> [Prompt 1]: Translate this sentence from the blog post on deactivating characters into Spanish: "Combat should be thrilling and definitely scary as the hit points flutter away."
> [Prompt 2]: Pick up the blog post on deactivating characters after its final sentence and keep writing it.

> [Source document]:
Tuesday, November 1, 2011

Deactivating Characters

It may be that my particular technique of wringing emotions from a group of player characters may be disrupting to some player attempts at roleplaying ... and I'm not sure that's a bad thing.

I perceive that my principle role as DM is to elicit an emotional reaction with any part of the game that might be on the table at a particular time.  Things that are unknown should be concerning and even frightening.  Combat should be thrilling and definitely scary as the hit points flutter away.  Treasure and NPC recognition should be fruitful and promising, and should make a player's chest swell.  Treason should make a player angry.  Trickery should obtain disbelief ... and then more anger.  Conquest should bring pride and ambition.  And so on.

I like to believe I manage these emotions through the little events of the game, building them a bit here or there with a casual word at first, a few descriptive phrases, an NPC with an agenda and so on.  I like to believe that these things are crafted so that whatever the adopted roleplaying 'stance' of a player's character, it will be the PLAYER who responds to the taunting, the insult or the proposition that is put on the table.

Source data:
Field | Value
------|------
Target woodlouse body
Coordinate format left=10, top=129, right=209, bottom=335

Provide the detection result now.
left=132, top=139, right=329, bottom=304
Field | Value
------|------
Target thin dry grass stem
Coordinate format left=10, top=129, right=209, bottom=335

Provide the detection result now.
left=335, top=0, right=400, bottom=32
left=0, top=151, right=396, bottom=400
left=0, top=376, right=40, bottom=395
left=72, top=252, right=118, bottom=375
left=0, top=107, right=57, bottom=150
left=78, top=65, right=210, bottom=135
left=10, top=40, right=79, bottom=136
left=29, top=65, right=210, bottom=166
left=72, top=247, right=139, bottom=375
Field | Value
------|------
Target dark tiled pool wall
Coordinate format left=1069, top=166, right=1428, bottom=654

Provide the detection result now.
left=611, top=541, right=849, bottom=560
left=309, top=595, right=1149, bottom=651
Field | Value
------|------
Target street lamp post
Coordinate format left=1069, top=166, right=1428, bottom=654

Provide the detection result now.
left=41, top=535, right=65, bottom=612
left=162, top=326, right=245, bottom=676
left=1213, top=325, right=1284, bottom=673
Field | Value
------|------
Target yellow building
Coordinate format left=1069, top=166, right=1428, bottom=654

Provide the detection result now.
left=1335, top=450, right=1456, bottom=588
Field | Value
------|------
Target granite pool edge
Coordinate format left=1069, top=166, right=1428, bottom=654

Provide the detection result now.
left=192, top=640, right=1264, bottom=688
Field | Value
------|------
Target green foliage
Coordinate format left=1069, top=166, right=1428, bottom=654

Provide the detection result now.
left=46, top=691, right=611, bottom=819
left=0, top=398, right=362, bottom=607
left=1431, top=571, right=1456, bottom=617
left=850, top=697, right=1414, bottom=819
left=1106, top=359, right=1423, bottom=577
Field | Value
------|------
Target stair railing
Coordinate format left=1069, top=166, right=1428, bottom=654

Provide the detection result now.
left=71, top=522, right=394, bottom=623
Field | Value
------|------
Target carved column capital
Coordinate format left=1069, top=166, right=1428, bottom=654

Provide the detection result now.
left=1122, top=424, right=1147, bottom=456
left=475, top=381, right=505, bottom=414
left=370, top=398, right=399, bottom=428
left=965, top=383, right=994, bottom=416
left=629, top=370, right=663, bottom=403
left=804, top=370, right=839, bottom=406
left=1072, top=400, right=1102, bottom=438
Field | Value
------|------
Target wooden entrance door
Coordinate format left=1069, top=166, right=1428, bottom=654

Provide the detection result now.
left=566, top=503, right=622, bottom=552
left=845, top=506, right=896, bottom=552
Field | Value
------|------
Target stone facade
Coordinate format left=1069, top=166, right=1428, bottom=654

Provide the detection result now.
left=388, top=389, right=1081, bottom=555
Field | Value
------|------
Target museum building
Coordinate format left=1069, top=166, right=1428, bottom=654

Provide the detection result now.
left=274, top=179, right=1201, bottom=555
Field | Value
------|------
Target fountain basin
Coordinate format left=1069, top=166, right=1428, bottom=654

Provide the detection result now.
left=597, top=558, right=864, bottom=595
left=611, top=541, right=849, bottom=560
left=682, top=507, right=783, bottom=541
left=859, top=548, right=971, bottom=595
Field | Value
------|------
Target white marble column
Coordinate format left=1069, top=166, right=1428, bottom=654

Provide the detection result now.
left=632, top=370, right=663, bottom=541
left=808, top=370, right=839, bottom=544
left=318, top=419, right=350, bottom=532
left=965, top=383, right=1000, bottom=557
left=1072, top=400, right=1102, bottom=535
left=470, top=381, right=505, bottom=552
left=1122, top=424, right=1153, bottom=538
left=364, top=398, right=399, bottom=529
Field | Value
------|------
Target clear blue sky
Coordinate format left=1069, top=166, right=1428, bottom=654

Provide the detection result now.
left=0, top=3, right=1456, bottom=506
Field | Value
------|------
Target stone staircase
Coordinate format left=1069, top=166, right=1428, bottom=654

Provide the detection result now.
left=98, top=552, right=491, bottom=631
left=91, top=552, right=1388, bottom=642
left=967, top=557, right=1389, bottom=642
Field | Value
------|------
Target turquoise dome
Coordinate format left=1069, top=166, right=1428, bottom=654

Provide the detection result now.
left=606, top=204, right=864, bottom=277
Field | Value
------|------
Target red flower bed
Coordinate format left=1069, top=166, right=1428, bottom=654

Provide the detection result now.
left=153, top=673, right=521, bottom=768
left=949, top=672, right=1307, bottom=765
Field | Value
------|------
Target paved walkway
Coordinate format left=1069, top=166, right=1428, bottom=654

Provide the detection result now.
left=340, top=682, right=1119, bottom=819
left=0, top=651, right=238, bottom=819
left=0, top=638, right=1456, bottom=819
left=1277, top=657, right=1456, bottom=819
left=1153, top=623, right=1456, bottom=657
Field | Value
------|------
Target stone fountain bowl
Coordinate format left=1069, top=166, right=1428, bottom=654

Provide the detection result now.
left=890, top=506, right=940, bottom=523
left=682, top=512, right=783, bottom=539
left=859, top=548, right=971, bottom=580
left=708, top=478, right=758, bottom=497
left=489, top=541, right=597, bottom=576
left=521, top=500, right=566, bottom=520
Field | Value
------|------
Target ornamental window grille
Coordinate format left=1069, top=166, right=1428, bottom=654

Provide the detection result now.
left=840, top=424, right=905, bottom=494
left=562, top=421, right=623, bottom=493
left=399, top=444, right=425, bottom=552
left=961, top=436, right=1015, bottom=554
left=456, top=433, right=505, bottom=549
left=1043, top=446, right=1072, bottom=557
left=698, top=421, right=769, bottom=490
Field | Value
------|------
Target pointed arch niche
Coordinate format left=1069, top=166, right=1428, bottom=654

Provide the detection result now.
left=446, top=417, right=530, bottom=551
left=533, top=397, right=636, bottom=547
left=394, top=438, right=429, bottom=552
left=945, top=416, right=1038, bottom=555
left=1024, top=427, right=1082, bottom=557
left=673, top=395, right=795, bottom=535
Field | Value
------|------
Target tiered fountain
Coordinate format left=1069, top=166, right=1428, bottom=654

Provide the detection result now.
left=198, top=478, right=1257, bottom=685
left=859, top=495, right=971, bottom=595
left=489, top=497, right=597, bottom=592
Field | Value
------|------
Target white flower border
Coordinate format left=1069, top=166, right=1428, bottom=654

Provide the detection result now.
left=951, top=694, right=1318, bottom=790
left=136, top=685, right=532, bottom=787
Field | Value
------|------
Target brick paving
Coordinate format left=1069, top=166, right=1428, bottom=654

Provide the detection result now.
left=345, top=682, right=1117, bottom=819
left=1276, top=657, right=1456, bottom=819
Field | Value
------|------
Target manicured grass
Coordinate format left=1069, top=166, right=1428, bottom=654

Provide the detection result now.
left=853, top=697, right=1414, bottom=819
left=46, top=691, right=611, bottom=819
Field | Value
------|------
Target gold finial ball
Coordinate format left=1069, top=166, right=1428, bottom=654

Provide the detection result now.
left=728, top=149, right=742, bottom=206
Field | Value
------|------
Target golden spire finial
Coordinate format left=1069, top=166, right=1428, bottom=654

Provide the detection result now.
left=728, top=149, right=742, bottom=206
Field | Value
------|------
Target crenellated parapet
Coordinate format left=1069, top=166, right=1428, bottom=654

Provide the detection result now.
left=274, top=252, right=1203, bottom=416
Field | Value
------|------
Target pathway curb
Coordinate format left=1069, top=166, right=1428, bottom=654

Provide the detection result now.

> [Task response 1]: El combate debe ser emocionante y, sin duda, aterrador a medida que los puntos de golpe se esfuman.

> [Task response 2]:
If it can be understood:  as DM, I am not speaking to the characters.  I can't speak to the characters.  I have no idea how Boffo the Monk would respond to my manipulations ... but Boffo's puppeteer is going to hear whatever I say, and if I can get under the puppeteer's skin, Boffo will do what the puppeteer wants.

That is, even if the puppeteer thinks Boffo wouldn't.

And that is the thing.  The player enters the campaign with some idea in mind of what their character will be interested in, and what their character would want, or what the character wouldn't do ... but none of that really matters.  The character isn't real.  The character is a mutable thing that will change its spots just as fast as the player wants.  And if I dangle the right carrot in front of the player, those spots are gonna change.

I've made the point in the past (no idea where, sorry) that the characters I used to run as a player were fundamentally Me.  And I know there are a lot of players out there who feel that's not what roleplaying is ... but really, when you get right down to it, when a particular NPC keeps getting in your way, and spoiling everything you try, and the only way to move forward is to say to hell with the characterization you've invented - you're going to move forward.

Hasn't always been true.  I've been short-circuited.  I've had players accept even death before changing.  But I don't see that as a virtue of roleplaying.  I see it as me failing to really get the emotional response I was going for.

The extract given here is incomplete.